100 Hours Volunteering at Slate Run Farm

Tom and I volunteered for more than 100 hours at Slate Run Living Historical Farm between July and December.  It was fun and we enjoyed working on a living 1880’s farm.  The staff at the farm is great and we learned a lot from them.

In front of the farmhouse

During our 100 hours, I learned how to use the woodstove.  I baked cakes, cookies, and bread.  I tended stews, prepared gravy, and stirred lard on the stove.  During December I popped corn so that we could string it and use it on the Christmas tree.  Eventually I even stopped burning myself on the hot knobs and latches.  At the beginning of October, the woodstove was moved from the summer kitchen into the house.  This gave us a chance to really clean the woodstove.  The woodstove was my friend during the colder weather as it warmed up the whole farmhouse.

I even learned how to do some canning.  Everything on the farm had to be preserved.  We boiled apples and pears for applesauce, apple butter, and pear butter.  All of these things had to be canned to be preserved.  In addition we canned beans, tomatoes, pumpkin, squash, and tomato sauce.  We spent hours drying apples on a big dehydrator on top of the wood stove.  By the beginning of November, the garden was cleared out and the root cellar was full.

Rendering lard
Pig parts
Popping corn
Drying apples
Ducklings
Horses
Piglets
Snapping beans
Canning tomatoes

Tom learned how to take care of the animals and harvest crops.  He gained an appreciation for the draft horses who were so big and powerful and yet so gentle and willing to work.

The first Saturday in December we butchered two hogs.  Every part of the hog was used.  We made sausage, boiled down the lard, preserved the tallow, and hung up the pork belly in the smokehouse.  In the end there was over 300 pounds of meat to last the farm family through another year.

Shocks of corn

Tom’s special project was getting the field corn harvested.  All of the corn, including the tall stalks, is used for feed.  Tom built a corn horse that was used to create the corn shocks.  Every day Tom would head out to the corn field to create more shocks or bring the harvested corn into the barn.

Eric working in the cornfield

One day all of the farmers were in the cornfield and all the women were in the kitchen.  I headed out to the hog pens with two buckets of pear peelings.  The hogs liked to climb up on the slats of their pens and get to the buckets first.  If I dropped a bucket, I had to go in to get it, so I always concentrated hard on holding on the buckets as I dumped them in the troughs.

As I finished dumping the second bucket, I noticed that there was a sheep at my elbow.  As I looked around, I saw that all the sheep were in the barnyard with me, which is not where they were supposed to be.  I didn’t, however, know where they were supposed to be.  Were the farmers moving them into the barn?  Changing their grazing field?  I picked up my buckets and headed for the barn.  The sheep all followed close behind me.  The farmers move them from one field to another by putting feed in a bucket and the sheep thought I had feed for them.

When I got to the barn I hollered for one of the farmers, but they were all in the cornfield.  I didn’t really know what to do.  The ram of the flock came up to me and stood in front of me, like he was waiting for instructions.  I was surprised to see him because he is usually in a pen by himself.  He can be very ornery, but he was standing quietly and patiently.  I petted him as I tried to decide my next move.  I couldn’t cross the bridge to the farmhouse without all the sheep following me.  Finally I got the attention of a family that was getting ready to cross the bridge.  I asked one of the girls in the family to run back to the kitchen and tell the women that the sheep were loose.

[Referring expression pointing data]
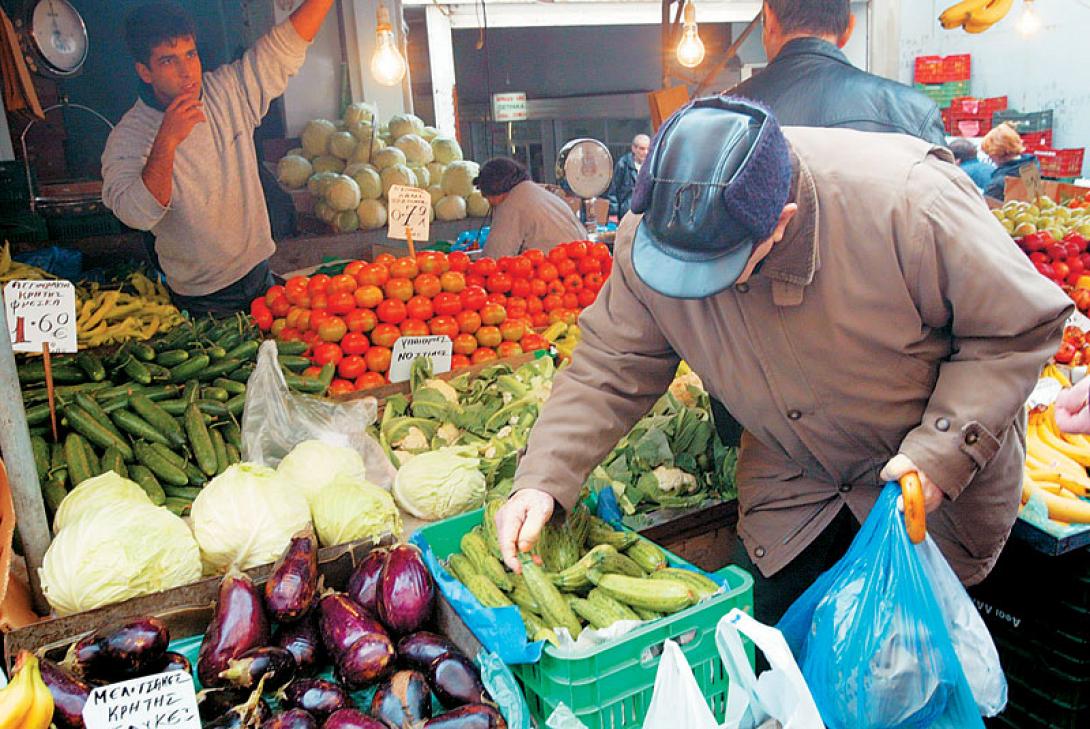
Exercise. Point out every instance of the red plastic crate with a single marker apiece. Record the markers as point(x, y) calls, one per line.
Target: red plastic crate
point(1034, 141)
point(957, 68)
point(929, 70)
point(1061, 162)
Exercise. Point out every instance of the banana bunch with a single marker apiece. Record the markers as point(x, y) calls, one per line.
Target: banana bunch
point(26, 703)
point(1056, 469)
point(565, 336)
point(11, 270)
point(975, 15)
point(112, 316)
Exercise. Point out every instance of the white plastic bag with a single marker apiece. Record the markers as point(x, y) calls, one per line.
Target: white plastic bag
point(677, 700)
point(972, 643)
point(276, 420)
point(778, 695)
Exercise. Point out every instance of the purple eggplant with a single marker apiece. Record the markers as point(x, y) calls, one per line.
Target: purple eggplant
point(294, 718)
point(317, 696)
point(471, 716)
point(293, 584)
point(70, 694)
point(120, 652)
point(343, 622)
point(303, 641)
point(277, 666)
point(403, 701)
point(174, 661)
point(363, 584)
point(351, 718)
point(238, 626)
point(423, 648)
point(406, 591)
point(214, 703)
point(456, 680)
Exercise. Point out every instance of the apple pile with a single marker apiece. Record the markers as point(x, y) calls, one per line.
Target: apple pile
point(488, 308)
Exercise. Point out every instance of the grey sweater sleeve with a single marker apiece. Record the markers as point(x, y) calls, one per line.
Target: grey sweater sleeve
point(263, 72)
point(123, 189)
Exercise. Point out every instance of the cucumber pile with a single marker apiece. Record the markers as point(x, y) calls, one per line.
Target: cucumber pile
point(590, 575)
point(164, 413)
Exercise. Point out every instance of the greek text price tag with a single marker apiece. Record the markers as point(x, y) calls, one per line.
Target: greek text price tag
point(164, 701)
point(40, 312)
point(438, 348)
point(410, 207)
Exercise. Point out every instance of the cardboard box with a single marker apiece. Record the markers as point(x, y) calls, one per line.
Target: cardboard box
point(186, 610)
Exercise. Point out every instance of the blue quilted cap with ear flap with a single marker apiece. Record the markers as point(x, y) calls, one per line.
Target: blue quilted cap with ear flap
point(714, 184)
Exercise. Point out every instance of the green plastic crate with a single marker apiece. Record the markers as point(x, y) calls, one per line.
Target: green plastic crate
point(610, 688)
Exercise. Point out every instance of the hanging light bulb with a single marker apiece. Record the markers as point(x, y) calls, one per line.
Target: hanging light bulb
point(1029, 22)
point(691, 48)
point(387, 65)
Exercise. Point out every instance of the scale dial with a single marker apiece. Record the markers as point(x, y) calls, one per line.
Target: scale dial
point(586, 166)
point(58, 36)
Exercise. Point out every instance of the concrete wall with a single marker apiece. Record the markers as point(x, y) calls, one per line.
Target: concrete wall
point(1036, 73)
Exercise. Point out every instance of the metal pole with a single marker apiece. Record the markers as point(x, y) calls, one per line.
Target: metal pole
point(22, 472)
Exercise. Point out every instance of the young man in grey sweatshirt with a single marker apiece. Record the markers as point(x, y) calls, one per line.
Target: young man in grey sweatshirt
point(181, 163)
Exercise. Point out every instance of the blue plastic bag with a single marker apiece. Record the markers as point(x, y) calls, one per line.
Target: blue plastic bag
point(871, 639)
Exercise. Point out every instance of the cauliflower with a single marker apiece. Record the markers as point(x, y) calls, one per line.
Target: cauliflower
point(675, 481)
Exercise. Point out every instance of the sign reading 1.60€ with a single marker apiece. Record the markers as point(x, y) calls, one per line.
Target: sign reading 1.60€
point(40, 313)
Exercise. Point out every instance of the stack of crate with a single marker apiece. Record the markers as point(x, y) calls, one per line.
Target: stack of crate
point(943, 79)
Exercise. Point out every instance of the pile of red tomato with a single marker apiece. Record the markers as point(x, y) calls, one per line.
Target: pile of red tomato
point(489, 308)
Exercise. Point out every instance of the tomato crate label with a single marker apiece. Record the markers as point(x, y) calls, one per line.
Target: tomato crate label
point(164, 701)
point(410, 209)
point(40, 313)
point(438, 348)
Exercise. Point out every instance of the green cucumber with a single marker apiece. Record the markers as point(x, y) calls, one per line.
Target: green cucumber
point(245, 351)
point(219, 446)
point(95, 432)
point(212, 392)
point(189, 368)
point(143, 475)
point(113, 461)
point(75, 457)
point(92, 366)
point(219, 368)
point(162, 469)
point(200, 440)
point(230, 386)
point(172, 457)
point(40, 449)
point(136, 426)
point(142, 351)
point(158, 418)
point(172, 357)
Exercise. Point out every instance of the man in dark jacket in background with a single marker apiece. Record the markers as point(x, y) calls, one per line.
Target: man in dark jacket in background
point(625, 171)
point(809, 82)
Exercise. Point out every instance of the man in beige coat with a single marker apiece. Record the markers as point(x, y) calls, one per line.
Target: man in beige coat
point(850, 300)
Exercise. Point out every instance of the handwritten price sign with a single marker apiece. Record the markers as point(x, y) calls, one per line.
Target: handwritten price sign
point(40, 313)
point(410, 209)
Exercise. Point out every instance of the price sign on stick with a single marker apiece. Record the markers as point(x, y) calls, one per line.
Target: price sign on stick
point(40, 313)
point(164, 701)
point(406, 349)
point(410, 214)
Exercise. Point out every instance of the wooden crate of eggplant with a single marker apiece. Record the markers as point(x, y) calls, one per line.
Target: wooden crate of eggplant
point(292, 653)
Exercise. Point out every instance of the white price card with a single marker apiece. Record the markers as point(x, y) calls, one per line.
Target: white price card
point(40, 313)
point(164, 701)
point(438, 348)
point(410, 208)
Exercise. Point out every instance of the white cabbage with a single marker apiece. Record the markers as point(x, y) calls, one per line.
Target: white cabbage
point(246, 515)
point(315, 137)
point(118, 553)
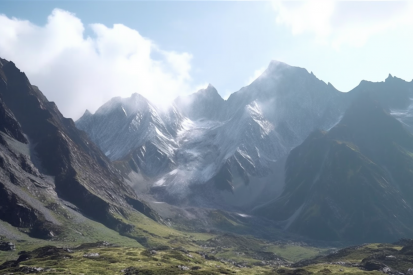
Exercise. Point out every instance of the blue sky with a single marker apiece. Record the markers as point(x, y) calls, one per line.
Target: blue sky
point(73, 52)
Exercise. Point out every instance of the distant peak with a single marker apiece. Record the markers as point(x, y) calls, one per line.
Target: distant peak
point(390, 77)
point(209, 91)
point(278, 63)
point(276, 67)
point(210, 86)
point(87, 113)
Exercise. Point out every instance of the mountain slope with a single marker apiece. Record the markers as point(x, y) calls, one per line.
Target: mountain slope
point(46, 161)
point(352, 183)
point(133, 130)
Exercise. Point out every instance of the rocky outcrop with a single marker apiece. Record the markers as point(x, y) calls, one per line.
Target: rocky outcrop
point(38, 142)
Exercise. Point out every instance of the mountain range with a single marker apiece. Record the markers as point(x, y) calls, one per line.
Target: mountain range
point(288, 149)
point(50, 171)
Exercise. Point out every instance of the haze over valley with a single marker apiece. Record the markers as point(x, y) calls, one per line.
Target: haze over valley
point(285, 175)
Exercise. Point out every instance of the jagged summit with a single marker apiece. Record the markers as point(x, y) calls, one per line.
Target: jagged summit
point(204, 104)
point(45, 160)
point(351, 183)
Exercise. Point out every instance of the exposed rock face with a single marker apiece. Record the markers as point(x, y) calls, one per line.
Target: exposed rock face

Exercise details: Rewrite the farm volunteering text, everything from "Rendering lard" down to "through another year.", swapping "draft horses" for "plow horses".

Solution:
Rendering lard
Pig parts
Popping corn
Drying apples
Ducklings
Horses
Piglets
Snapping beans
Canning tomatoes

Tom learned how to take care of the animals and harvest crops.  He gained an appreciation for the plow horses who were so big and powerful and yet so gentle and willing to work.

The first Saturday in December we butchered two hogs.  Every part of the hog was used.  We made sausage, boiled down the lard, preserved the tallow, and hung up the pork belly in the smokehouse.  In the end there was over 300 pounds of meat to last the farm family through another year.